Reproduce the first line of the entries that follow and each later line, word for word, ending with the one containing "Exercise. Pin every instance of the balcony".

[Data to examine]
========================

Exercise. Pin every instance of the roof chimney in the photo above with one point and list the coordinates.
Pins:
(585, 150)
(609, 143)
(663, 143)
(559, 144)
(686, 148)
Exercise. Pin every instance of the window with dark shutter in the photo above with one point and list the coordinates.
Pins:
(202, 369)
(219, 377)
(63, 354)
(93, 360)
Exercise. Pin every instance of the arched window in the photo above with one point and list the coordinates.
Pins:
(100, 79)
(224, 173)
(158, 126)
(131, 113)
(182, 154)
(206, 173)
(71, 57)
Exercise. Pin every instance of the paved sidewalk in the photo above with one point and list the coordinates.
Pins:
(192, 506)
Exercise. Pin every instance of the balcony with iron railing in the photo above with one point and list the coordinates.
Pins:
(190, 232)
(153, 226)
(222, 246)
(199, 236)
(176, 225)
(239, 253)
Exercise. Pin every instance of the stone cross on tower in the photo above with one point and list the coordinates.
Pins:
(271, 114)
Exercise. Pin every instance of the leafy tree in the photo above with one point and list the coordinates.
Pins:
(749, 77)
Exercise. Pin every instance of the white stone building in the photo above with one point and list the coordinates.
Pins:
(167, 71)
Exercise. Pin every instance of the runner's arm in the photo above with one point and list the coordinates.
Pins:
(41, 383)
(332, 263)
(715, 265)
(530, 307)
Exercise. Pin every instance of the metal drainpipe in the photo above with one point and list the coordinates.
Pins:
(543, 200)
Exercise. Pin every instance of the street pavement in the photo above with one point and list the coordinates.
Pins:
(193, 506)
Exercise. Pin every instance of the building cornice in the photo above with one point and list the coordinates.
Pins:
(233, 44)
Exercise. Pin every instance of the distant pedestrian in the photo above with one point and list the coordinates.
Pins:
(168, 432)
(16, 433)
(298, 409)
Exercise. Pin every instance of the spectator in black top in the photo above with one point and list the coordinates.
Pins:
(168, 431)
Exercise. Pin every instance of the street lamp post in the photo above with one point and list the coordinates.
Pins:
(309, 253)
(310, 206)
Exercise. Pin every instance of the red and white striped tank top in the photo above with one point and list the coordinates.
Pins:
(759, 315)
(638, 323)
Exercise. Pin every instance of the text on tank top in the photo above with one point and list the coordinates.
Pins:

========================

[Reply to the task]
Exercise. Pin every instance of the roof chimney in the photo above with one point and list the coordinates.
Pins:
(585, 150)
(609, 143)
(663, 143)
(559, 144)
(686, 148)
Exercise. Pin every instance of the window with dark shutter in the photo above with one point and list the coordinates.
Pins:
(202, 369)
(219, 377)
(63, 354)
(93, 360)
Exercise. Pin every instance of the arched window in the photo above with one point and list the coordinates.
Pins:
(100, 79)
(224, 173)
(158, 126)
(131, 113)
(182, 154)
(206, 173)
(71, 57)
Exercise. Pin every instance of the paved sidewalk in the photo above with one point and list the coordinates.
Pins:
(192, 506)
Exercise. Pin every instance of the balcony with iron railing in the photo above with one point and list the coordinates.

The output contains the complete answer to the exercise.